UIT TE VOEREN WERK | Selecteer in de onderstaande lijst elke regel waarin de tekenreeks "table" voorkomt. Neem die regels ongewijzigd over.

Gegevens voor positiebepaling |

====

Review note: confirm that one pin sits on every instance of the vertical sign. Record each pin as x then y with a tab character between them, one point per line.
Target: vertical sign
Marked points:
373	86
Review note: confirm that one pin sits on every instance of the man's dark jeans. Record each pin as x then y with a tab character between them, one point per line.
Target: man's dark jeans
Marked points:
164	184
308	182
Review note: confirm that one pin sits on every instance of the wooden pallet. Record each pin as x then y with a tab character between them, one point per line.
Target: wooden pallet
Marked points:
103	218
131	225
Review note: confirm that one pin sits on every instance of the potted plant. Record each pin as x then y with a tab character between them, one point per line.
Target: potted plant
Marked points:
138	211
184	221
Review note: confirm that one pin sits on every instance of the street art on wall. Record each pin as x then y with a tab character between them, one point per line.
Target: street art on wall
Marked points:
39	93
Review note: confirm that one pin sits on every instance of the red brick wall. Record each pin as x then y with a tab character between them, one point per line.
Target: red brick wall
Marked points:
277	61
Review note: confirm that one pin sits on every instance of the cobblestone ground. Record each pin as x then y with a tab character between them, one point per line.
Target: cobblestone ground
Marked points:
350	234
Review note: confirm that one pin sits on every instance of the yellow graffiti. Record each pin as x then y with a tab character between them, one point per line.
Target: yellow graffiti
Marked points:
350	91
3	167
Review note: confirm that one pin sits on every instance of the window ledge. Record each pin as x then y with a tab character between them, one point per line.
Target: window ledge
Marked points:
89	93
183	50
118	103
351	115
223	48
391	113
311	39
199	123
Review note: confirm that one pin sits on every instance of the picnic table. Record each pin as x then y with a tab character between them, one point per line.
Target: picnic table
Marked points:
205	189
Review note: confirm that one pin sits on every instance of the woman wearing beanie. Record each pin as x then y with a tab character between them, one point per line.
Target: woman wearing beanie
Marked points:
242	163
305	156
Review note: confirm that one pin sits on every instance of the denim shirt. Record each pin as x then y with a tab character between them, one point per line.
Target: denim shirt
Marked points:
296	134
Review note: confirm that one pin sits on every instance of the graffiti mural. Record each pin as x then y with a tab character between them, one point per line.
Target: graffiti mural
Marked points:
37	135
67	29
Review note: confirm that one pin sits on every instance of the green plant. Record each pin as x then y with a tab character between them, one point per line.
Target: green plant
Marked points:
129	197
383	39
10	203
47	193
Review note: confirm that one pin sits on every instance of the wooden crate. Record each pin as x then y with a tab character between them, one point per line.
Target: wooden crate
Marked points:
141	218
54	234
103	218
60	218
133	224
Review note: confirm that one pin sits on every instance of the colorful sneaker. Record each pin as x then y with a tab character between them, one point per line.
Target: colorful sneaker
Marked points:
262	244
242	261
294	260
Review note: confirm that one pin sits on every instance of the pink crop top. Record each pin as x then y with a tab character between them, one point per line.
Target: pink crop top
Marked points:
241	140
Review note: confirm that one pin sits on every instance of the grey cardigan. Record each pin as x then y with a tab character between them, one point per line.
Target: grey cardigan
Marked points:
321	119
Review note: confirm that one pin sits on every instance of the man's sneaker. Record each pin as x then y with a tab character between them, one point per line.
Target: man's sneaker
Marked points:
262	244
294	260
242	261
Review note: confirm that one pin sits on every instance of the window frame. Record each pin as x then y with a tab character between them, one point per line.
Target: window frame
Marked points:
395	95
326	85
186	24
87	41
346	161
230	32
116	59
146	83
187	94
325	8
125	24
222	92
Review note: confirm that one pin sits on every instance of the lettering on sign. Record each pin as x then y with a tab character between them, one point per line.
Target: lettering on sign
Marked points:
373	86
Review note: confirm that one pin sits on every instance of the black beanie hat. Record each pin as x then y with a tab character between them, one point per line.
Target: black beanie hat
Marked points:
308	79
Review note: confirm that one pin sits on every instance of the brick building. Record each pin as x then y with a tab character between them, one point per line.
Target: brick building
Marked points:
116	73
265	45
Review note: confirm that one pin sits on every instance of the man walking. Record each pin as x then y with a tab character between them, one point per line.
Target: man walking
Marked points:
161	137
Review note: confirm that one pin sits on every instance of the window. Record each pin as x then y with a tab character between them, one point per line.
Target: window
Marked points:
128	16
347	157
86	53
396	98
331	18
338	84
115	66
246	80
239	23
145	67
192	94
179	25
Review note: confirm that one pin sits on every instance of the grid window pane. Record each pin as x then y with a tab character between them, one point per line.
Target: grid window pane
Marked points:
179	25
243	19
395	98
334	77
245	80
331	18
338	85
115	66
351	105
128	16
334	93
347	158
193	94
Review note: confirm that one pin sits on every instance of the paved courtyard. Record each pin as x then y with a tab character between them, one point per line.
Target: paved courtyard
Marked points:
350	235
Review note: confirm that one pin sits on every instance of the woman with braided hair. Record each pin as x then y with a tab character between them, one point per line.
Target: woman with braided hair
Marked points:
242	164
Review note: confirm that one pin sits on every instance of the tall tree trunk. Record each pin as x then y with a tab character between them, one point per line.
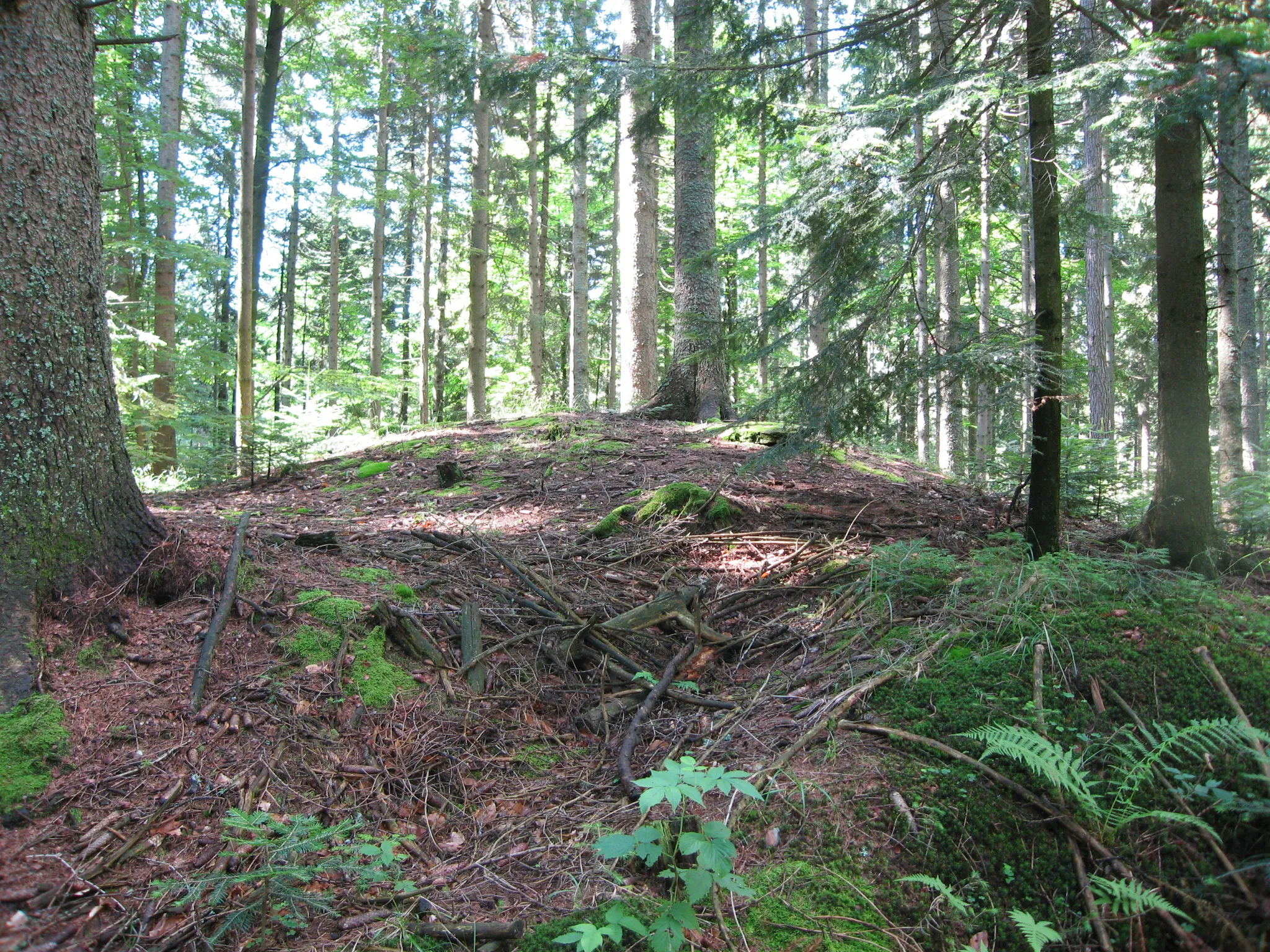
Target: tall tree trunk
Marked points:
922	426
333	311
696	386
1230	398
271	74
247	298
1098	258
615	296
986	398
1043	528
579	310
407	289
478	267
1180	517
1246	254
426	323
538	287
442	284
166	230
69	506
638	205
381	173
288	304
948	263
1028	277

====

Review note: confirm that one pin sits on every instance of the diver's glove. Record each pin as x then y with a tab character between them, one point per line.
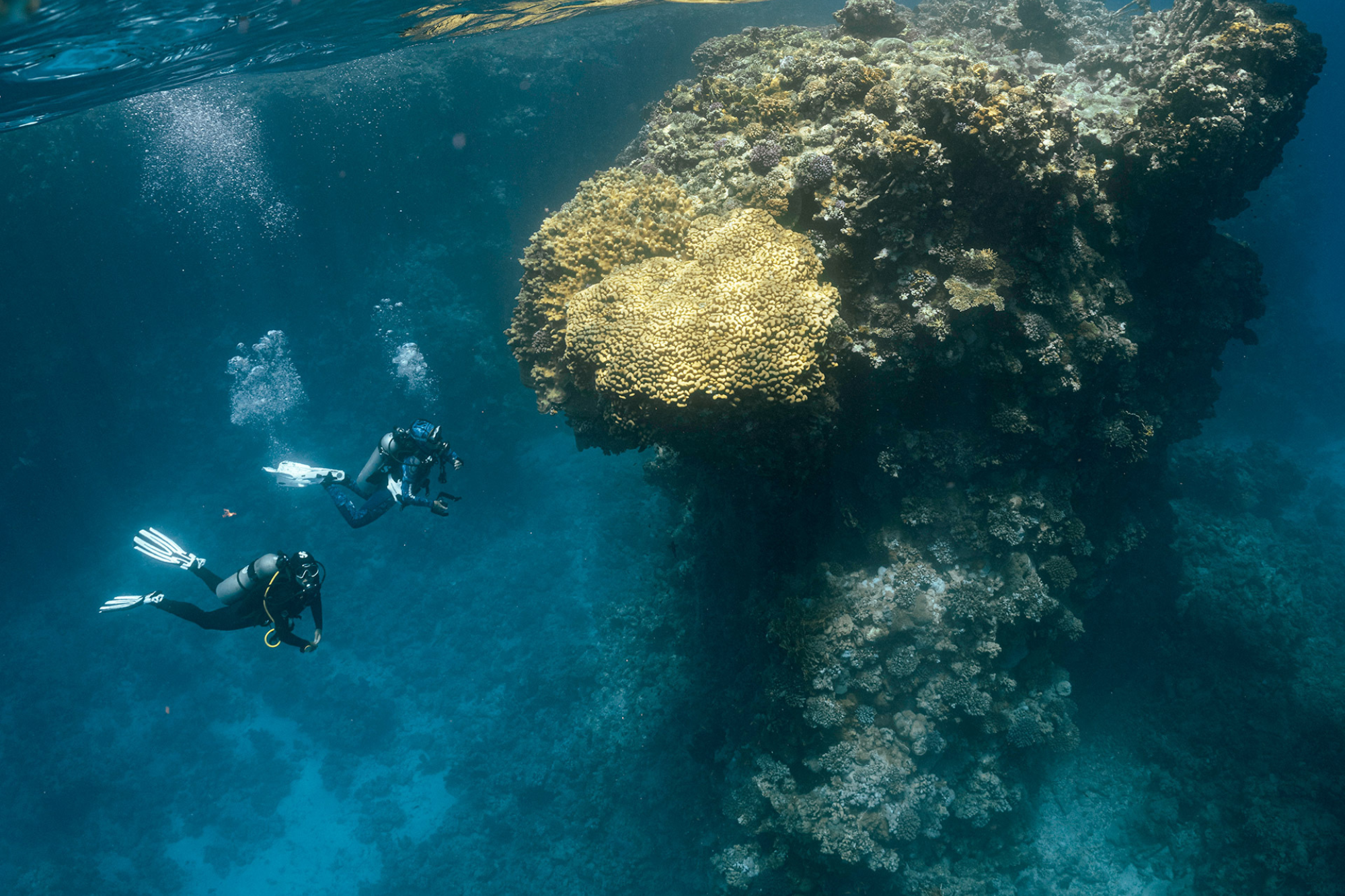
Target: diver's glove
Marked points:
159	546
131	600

====

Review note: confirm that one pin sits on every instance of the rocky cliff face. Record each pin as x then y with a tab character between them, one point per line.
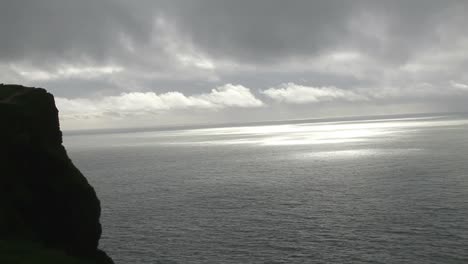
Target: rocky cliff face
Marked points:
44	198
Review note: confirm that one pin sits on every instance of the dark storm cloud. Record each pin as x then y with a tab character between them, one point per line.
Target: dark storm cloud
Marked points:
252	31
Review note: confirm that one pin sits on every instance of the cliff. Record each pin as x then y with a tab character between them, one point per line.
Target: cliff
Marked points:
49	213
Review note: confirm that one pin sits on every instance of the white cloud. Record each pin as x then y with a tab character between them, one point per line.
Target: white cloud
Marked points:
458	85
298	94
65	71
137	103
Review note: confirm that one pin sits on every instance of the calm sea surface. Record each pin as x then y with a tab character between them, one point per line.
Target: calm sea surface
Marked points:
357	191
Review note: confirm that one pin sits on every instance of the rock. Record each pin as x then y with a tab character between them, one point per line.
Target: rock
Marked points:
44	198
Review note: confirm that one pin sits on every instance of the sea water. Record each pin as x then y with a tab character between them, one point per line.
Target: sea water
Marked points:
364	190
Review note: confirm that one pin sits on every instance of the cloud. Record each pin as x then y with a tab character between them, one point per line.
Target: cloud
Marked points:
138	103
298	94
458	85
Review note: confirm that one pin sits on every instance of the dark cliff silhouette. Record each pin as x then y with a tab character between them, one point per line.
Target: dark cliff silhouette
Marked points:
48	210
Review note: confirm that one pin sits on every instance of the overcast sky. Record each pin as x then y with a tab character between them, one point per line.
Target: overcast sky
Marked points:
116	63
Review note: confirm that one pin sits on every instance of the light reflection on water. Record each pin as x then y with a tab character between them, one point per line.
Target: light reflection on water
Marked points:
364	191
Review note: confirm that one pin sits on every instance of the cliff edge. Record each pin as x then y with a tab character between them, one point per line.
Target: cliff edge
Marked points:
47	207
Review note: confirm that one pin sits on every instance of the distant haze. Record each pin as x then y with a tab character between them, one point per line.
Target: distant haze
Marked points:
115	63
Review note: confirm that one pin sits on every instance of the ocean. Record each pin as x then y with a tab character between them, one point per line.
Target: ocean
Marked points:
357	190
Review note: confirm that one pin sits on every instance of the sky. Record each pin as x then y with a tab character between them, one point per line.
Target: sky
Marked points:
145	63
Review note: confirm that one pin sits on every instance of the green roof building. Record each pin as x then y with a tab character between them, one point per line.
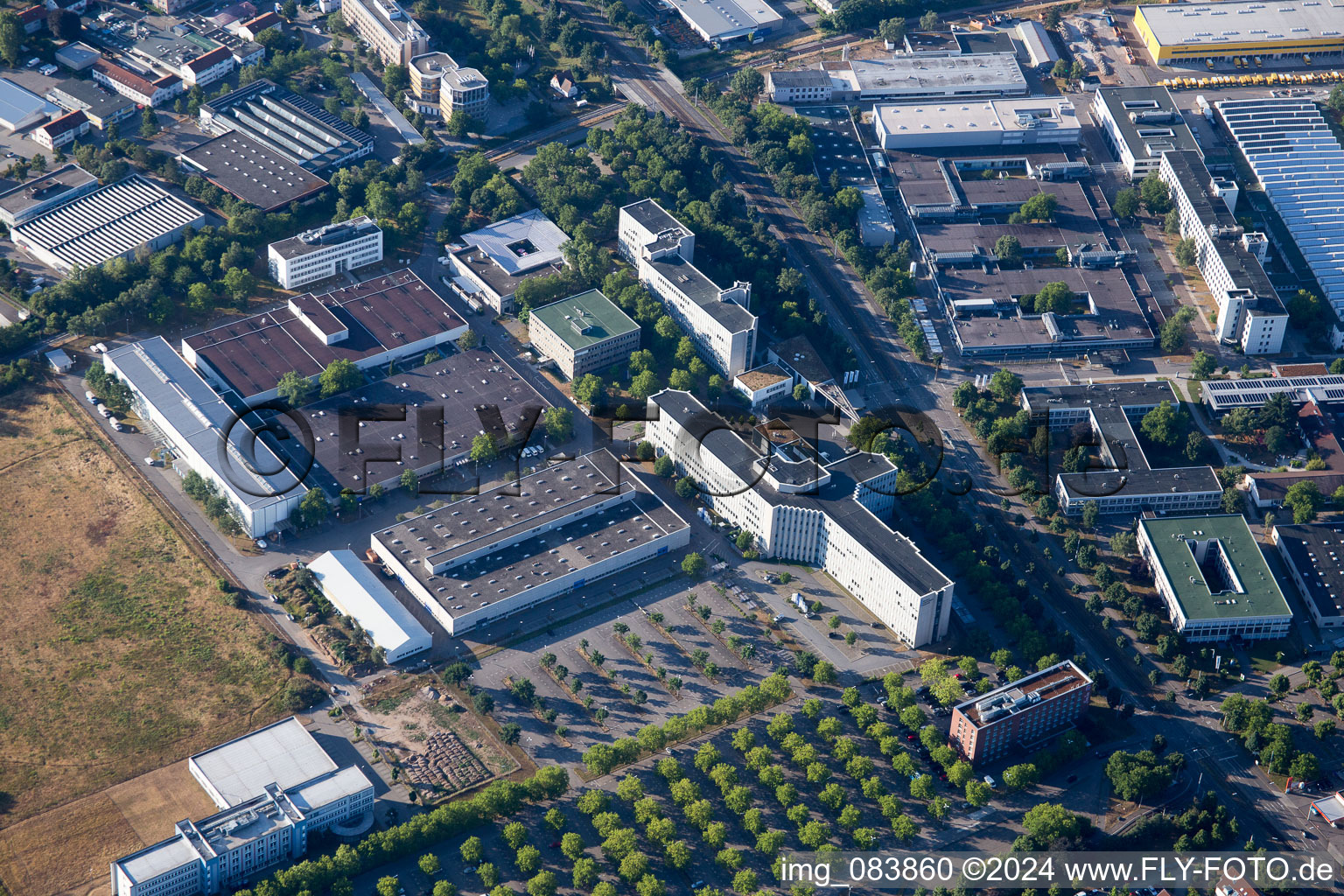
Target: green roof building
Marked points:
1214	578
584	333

====

UITWERKING OEFENING |
Review note: confirm that one pin sits on every instance of the picnic table. Record each pin as x then y with a tab character between them, one point per line.
Target: picnic table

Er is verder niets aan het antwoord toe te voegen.